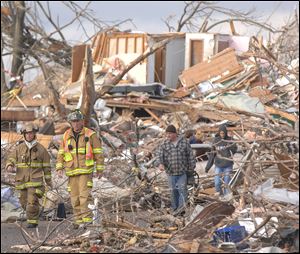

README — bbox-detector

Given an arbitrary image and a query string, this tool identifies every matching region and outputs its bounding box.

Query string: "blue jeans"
[214,166,232,195]
[167,173,187,211]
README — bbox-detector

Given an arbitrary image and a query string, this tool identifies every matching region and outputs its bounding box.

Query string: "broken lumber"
[1,109,35,121]
[179,48,244,89]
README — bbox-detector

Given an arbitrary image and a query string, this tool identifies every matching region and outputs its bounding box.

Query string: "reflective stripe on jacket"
[6,142,52,189]
[62,128,95,166]
[56,127,104,176]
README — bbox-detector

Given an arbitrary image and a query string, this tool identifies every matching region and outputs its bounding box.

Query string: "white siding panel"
[147,53,155,83]
[165,38,185,88]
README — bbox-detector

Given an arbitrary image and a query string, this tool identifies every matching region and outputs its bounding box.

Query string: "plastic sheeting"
[254,178,299,205]
[207,92,265,114]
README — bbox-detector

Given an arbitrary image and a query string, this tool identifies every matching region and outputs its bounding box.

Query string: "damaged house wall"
[185,33,251,70]
[90,31,251,89]
[214,34,250,54]
[214,34,231,53]
[185,33,215,69]
[147,36,185,88]
[164,38,185,88]
[228,35,251,54]
[109,52,147,84]
[91,31,185,88]
[105,32,147,84]
[91,32,148,84]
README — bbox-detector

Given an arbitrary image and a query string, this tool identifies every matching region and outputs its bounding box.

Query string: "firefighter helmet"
[21,122,38,134]
[67,109,84,121]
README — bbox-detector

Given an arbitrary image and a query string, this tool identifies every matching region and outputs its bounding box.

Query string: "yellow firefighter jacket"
[56,127,104,176]
[6,141,52,191]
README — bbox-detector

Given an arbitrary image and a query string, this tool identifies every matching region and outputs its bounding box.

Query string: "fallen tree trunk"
[10,1,25,87]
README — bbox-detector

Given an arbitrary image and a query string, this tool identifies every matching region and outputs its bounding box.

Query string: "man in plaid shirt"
[158,125,196,214]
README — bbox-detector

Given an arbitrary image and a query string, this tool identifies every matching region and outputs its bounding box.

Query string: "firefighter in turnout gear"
[5,122,52,228]
[56,110,104,229]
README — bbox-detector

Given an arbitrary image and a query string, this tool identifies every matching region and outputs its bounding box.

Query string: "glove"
[205,167,209,173]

==========

→ **TASK**:
Please transcribe the entries exactly, omitting the images.

→ **ANSWER SECTION**:
README — bbox-detector

Given an arbitrary image and a query string, this tool identifies every matching region and outputs its bounding box.

Query string: "blue jeans"
[214,166,232,195]
[167,173,187,211]
README — bbox-detector

Given an arbitrary image and a query string, this tool identifies every matching region and outputs its bounding box.

Query string: "broken lumber"
[1,109,35,121]
[179,48,244,89]
README — bbox-detector

Given an arbitrary image and a query string, this tool identifies every matching region and outputs its bounding box.

Query string: "reflective stripe on jacket"
[6,142,52,189]
[62,128,95,166]
[56,127,104,176]
README — bbox-detector

Given an arbitrary image and a query string, this tool identifies every matching region and outputs its bounding box.

Query string: "white siding panel"
[147,53,155,83]
[165,38,185,88]
README — bbox-detector

Given an arbitrary image and a query string, this tool identifies every matching region and outputs its bounding box.

Query string: "plastic sheeting"
[254,178,299,205]
[207,92,265,114]
README — bbox-detector

Given an arbitrary image and a query string, this tool identifies every matching region and outputs its bounding box.

Query string: "damaged house wall"
[185,33,251,70]
[90,31,251,89]
[214,34,250,54]
[214,34,231,53]
[185,33,215,69]
[147,36,185,88]
[164,38,185,88]
[228,35,251,54]
[109,52,147,84]
[91,31,185,88]
[105,32,147,84]
[91,32,148,84]
README — bbox-detector

Given an arbitrary image and a query string, this tool identifies every matching region and outputs its bounding box.

Query string: "firefighter helmet"
[21,122,38,134]
[67,109,84,121]
README — bbox-detector

Given an arbitrary image and a query string, this tool identifies every matching region and outputs its bounding box.

Query string: "yellow firefighter jacket"
[56,127,104,176]
[6,141,52,191]
README — bbox-detector

Given an arbitrary image and a query string, this tool identifies every matching region and outputs its bounding box.

Query string: "fallen tree trunk"
[10,1,25,87]
README — bbox-detector

Given an arbitrary image and a query string, this tool identifies every matching region and outputs its bounding box.

Query string: "man in plaid shirt"
[158,125,196,214]
README — bbox-detector

Given an arbitrary image and a query string, this tool identifies every matching region and outputs its bounding box.

Query string: "firefighter in turnout gear"
[5,122,52,228]
[56,110,104,229]
README — bbox-detector

Given an arbitrary image and a query string, this tool identifies every matching region and outputs its bounding box.

Query string: "glove"
[205,167,209,173]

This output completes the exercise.